[Natural-language object grounding data]
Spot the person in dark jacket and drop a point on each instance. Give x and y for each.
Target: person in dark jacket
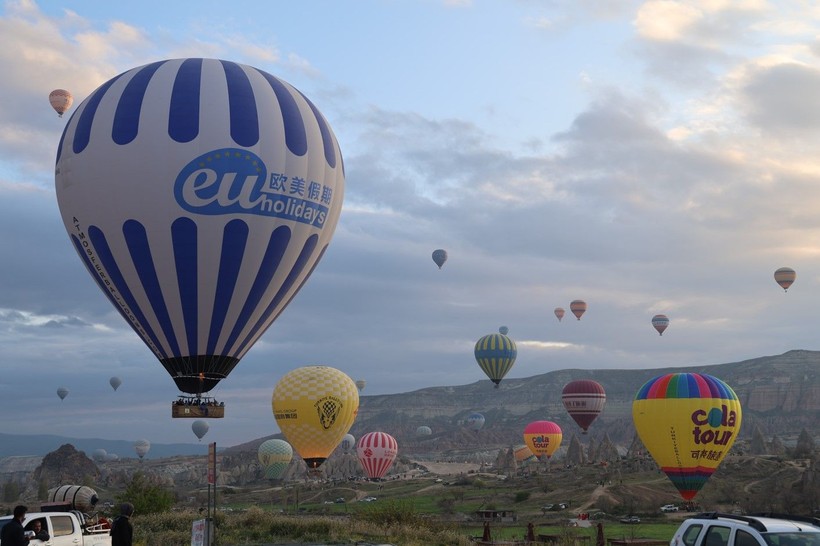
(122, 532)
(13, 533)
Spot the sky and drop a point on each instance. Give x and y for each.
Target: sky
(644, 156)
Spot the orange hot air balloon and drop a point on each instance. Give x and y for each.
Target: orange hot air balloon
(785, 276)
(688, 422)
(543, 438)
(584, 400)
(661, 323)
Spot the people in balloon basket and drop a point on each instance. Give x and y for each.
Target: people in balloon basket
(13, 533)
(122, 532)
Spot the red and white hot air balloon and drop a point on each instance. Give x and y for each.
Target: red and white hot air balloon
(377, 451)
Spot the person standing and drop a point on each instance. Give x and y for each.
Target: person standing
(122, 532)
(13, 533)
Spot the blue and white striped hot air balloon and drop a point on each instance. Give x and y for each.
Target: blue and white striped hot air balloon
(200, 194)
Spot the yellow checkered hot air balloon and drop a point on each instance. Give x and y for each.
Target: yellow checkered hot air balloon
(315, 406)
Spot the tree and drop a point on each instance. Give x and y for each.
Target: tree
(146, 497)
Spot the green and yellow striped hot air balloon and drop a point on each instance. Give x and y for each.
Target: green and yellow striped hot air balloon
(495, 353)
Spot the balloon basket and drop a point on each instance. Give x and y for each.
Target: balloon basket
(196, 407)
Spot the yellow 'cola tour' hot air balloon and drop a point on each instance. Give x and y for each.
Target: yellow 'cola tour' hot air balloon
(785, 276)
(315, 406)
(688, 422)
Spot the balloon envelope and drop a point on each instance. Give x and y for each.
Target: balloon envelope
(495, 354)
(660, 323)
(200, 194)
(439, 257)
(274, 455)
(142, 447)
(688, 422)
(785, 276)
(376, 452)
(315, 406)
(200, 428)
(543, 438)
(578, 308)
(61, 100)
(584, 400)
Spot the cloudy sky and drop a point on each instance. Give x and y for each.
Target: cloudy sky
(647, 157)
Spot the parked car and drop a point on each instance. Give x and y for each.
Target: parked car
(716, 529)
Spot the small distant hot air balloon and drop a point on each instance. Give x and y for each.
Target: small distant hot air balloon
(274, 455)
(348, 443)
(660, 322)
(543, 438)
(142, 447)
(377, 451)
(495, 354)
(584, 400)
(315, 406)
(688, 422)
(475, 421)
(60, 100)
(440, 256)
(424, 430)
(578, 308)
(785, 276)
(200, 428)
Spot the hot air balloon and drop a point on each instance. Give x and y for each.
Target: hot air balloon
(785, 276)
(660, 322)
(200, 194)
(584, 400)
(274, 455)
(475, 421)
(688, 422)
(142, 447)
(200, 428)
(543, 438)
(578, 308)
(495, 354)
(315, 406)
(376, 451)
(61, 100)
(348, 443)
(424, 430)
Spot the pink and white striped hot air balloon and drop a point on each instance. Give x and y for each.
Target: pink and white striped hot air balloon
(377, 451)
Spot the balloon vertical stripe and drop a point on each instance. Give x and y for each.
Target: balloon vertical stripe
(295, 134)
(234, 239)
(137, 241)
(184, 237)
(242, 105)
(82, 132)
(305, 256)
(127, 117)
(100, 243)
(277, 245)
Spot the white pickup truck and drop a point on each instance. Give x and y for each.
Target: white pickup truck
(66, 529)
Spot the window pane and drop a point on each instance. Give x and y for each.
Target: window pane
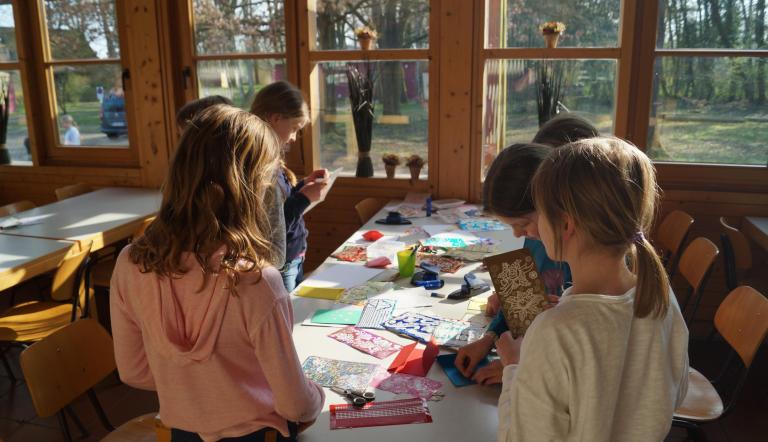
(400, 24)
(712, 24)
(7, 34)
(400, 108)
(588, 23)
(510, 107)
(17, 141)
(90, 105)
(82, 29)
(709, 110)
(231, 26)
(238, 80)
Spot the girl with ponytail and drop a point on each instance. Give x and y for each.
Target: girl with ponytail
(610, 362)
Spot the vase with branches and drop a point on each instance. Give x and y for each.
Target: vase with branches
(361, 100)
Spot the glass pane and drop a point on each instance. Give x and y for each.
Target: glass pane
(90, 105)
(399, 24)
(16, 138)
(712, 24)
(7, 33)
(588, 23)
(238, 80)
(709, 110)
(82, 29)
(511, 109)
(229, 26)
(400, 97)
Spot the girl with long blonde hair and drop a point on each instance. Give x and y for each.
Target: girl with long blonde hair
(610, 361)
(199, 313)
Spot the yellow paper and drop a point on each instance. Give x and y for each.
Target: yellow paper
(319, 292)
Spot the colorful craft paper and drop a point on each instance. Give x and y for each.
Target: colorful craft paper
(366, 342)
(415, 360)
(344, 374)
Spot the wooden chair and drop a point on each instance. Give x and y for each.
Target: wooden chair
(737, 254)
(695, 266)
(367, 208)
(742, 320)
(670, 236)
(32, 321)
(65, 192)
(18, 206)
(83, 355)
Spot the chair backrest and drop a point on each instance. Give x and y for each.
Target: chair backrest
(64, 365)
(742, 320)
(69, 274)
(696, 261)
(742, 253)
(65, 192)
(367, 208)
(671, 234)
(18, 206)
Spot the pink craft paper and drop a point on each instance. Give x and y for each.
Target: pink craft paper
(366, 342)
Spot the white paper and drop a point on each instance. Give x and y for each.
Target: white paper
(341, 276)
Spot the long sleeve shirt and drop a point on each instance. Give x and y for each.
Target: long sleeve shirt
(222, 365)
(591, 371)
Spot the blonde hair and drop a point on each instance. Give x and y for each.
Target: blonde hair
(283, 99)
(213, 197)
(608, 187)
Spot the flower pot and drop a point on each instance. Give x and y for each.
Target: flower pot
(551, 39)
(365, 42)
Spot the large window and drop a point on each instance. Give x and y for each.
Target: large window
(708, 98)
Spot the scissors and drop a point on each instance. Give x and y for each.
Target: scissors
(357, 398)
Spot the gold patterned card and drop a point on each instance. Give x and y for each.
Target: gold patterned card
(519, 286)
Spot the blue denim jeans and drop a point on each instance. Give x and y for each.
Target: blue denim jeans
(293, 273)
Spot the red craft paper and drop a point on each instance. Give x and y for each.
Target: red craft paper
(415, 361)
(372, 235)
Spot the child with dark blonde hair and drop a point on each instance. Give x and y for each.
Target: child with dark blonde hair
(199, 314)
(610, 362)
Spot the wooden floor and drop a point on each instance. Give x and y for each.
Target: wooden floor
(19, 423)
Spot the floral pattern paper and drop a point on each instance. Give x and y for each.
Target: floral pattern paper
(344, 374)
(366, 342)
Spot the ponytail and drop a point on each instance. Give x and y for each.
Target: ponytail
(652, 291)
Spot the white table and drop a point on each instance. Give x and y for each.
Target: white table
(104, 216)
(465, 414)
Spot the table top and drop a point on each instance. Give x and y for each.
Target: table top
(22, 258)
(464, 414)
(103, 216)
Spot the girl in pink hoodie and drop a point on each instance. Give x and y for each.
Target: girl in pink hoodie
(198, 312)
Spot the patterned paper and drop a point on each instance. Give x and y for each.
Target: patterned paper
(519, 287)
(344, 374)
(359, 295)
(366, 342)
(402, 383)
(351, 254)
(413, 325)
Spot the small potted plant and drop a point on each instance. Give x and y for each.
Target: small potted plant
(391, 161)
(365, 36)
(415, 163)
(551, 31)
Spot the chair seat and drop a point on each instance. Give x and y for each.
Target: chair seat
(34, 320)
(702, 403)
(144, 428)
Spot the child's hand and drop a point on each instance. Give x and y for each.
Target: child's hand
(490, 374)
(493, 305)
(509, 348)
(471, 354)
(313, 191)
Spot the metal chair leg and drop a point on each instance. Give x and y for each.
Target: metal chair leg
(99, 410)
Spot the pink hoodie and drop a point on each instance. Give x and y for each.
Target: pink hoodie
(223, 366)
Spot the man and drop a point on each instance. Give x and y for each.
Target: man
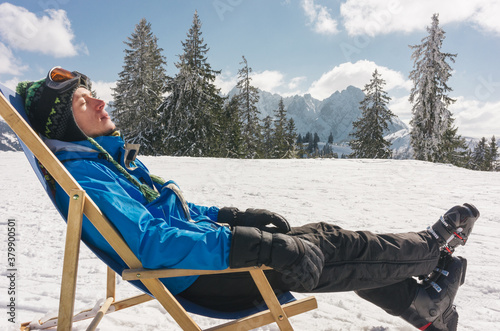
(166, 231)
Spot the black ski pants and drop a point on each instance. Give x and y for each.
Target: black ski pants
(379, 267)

§ PROBLEM DESCRIPTION: Give the data above again, exactly, with every picture removed.

§ EXERCISE SOLUTION:
Spot the person in dark jacket and drop a point on each instance. Give x and y for each.
Target: person in dark jacket
(122, 532)
(13, 533)
Spot the sky and drop a point on each instance. Give x and y for each.
Target: sky
(644, 156)
Spot the orange hot air balloon and drop a point on each instance. Give x and y for each.
Target: orange hot air balloon
(785, 276)
(688, 422)
(543, 438)
(584, 400)
(661, 323)
Spot the people in balloon basket and drop a point on each instance. Give x and y for each.
Target: people in balloon basket
(13, 533)
(122, 532)
Spot the red and white hot air balloon and drop a point on each instance. Give x and y for each.
Target: red and white hot air balloon
(377, 451)
Spot the person standing and drop a point on each instance. Give x and y for each.
Target: person standing
(122, 532)
(13, 533)
Spot the blue and white striped hot air balloon and drop a point on each instance. Give x and y for each.
Target: blue and white striped hot air balloon
(200, 194)
Spot the yellow checkered hot air balloon and drop a point on each instance. Give x and y for each.
Target: yellow checkered hot air balloon
(315, 406)
Spot the tree and drop a point on each instance. Give x and y for each.
Target: tree
(146, 497)
Spot the green and yellow striped hot air balloon and drop a point on each instance. Give x and y for each.
Target: green and yellow striped hot air balloon
(495, 353)
Spot the balloon basket and drop a point on each instance. Give x and y for each.
Target: balloon basket
(196, 407)
Spot the yellow 'cola tour' hot air balloon and drop a point on each instance. Give x and y for each.
Target: yellow 'cola tour' hot air balloon
(785, 276)
(315, 406)
(688, 422)
Spot the balloon envelope and drop a point on each instance. Give x and y for each.
Target: balloon envelope
(495, 354)
(660, 323)
(200, 194)
(439, 257)
(274, 455)
(142, 447)
(688, 422)
(785, 276)
(376, 452)
(315, 406)
(200, 428)
(543, 438)
(578, 308)
(61, 100)
(584, 400)
Spot the cloudy sky and drop a point on each instance. Give x and y for each.
Target: cloudy sky
(647, 157)
Spot the parked car and drop a point on each instance. Give x and y for each.
Target: parked car
(716, 529)
Spot the small distant hot air balloon and drop a point on each instance. Give x and y for each.
Target: small distant hot air balloon
(274, 455)
(348, 443)
(660, 322)
(543, 438)
(142, 447)
(377, 451)
(495, 354)
(584, 400)
(315, 406)
(688, 422)
(475, 421)
(60, 100)
(440, 256)
(424, 430)
(578, 308)
(785, 276)
(200, 428)
Spot the hot air balloon and drop a point on each instance. Give x and y for each.
Target: hot air balloon
(785, 276)
(660, 322)
(200, 194)
(584, 400)
(274, 455)
(475, 421)
(688, 422)
(142, 447)
(200, 428)
(543, 438)
(578, 308)
(495, 354)
(315, 406)
(376, 451)
(61, 100)
(348, 443)
(424, 430)
Spot the pink and white striped hot air balloon and drop a point on each instance. Give x and y for each.
Target: pink and white striped hot air balloon
(377, 451)
Spot the balloon vertical stripe and drop a point on each instance. Give x and y for each.
Target: balloon vertical stripe
(295, 134)
(234, 239)
(137, 241)
(184, 237)
(242, 105)
(82, 132)
(305, 256)
(127, 117)
(100, 243)
(277, 245)
Spot the white pickup truck and drop a point on each instance. Give x and y for each.
Target: white pickup truck
(66, 529)
Spot the window pane and drop a point on each instance. Give x and y for each.
Target: window pane
(400, 24)
(712, 24)
(7, 34)
(400, 108)
(588, 23)
(510, 107)
(17, 141)
(90, 105)
(82, 29)
(709, 110)
(231, 26)
(238, 80)
Spot the girl with ponytail and drop a point on each instance. Give x and y for each.
Target: girl with ponytail
(610, 362)
Spot the vase with branches and drop a point on each instance. Give x and y for each.
Target: vase with branches
(361, 100)
Spot the glass pane and drop a point on each instance. Give x and y for each.
Target: glass pane
(90, 105)
(399, 24)
(16, 138)
(712, 24)
(7, 33)
(588, 23)
(238, 80)
(709, 110)
(82, 29)
(511, 109)
(229, 26)
(400, 97)
Spot the girl with long blonde hair and drop a point on each instance. Give x and y for each.
Target: girl with long blonde hair
(610, 361)
(199, 313)
Spot the yellow paper and drop a point on each instance. Give x and y for each.
Target: yellow paper
(319, 292)
Spot the colorful craft paper and drop a point on each instance. Give x and y for each.
Target: colorful craft paper
(366, 342)
(415, 360)
(344, 374)
Spot the wooden chair and drop a point on each instance. Give x and y for each.
Target: wooden chair
(737, 254)
(695, 266)
(367, 208)
(742, 320)
(670, 236)
(32, 321)
(65, 192)
(18, 206)
(83, 355)
Spot the chair backrest and drop a point on each instance. Give x and y for each.
Target: chair backrest
(64, 365)
(742, 320)
(69, 274)
(696, 261)
(742, 253)
(65, 192)
(367, 208)
(671, 234)
(18, 206)
Spot the pink craft paper and drop a point on each instance. Give x and y for each.
Target: pink craft paper
(366, 342)
Spot the white paper and drop a point on each instance. Give x and y for each.
Target: white paper
(341, 276)
Spot the long sleeve shirt and drop a point on each instance. Give x and y for each.
Target: long sleeve shirt
(222, 365)
(591, 371)
Spot the blonde hair and drop a point on each instance. Give x and y for each.
Target: blonde hair
(283, 99)
(213, 197)
(608, 187)
Spot the flower pot and drop a point on each instance. Give x and y for each.
Target: flower pot
(551, 39)
(365, 42)
Spot the large window and drop a point on each instance. Give x and y for each.
Target: large window
(708, 98)
Spot the scissors and drop a point on each instance. Give x and y for each.
Target: scissors
(357, 398)
Spot the gold patterned card and drop a point on each instance. Give x and y for each.
Target: gold patterned card
(519, 286)
Spot the blue denim jeans and drop a point on each instance. Give x and y for each.
Target: blue denim jeans
(293, 273)
Spot the red craft paper and drop a point on each instance. Give x and y for each.
Target: red craft paper
(415, 361)
(372, 235)
Spot the child with dark blonde hair and drop a point on each instance. Give x and y for each.
Target: child with dark blonde hair
(199, 314)
(610, 362)
Spot the wooden floor and drop a point on each instance. Give x and y for each.
Target: wooden floor
(19, 423)
Spot the floral pattern paper and drop a point on each instance. Give x and y for each.
Target: floral pattern paper
(344, 374)
(366, 342)
Spot the ponytail and drop a point on each instance. Give x and y for each.
Target: ponytail
(652, 291)
Spot the white table and drop a point on each instance. Give x and y for each.
Target: white table
(104, 216)
(465, 414)
Spot the table top and drop a point on each instance. Give x and y for each.
Target: table top
(22, 258)
(464, 414)
(103, 216)
Spot the girl in pink hoodie and drop a point on each instance. Give x and y for each.
Target: girl in pink hoodie
(198, 312)
Spot the patterned paper and drop a point on each instance. Give x and y for each.
Target: patterned paper
(519, 287)
(344, 374)
(359, 295)
(366, 342)
(402, 383)
(351, 254)
(413, 325)
Spot the small potted plant and drop a point on each instance. Give x and y for each.
Target: small potted plant
(391, 161)
(365, 36)
(415, 163)
(551, 31)
Spot the chair seat and drop a point on each instance. Give x and y for each.
Target: chair seat
(34, 320)
(702, 403)
(144, 428)
Spot the child's hand and drop a point on each instance. Give x and y for each.
Target: child's hand
(490, 374)
(493, 305)
(509, 348)
(471, 354)
(313, 191)
Spot the metal chair leg and drop a point on each instance. Give x and y for each.
Target: metal chair leg
(99, 410)
Spot the pink hoodie and drop a point on each instance. Give x and y for each.
Target: pink hoodie
(223, 366)
Spot the man and drop a point on each instance. Give x and y for each.
Target: man
(166, 231)
Spot the black ski pants and drop a point on each instance. Give x and y for each.
Target: black ski pants
(379, 267)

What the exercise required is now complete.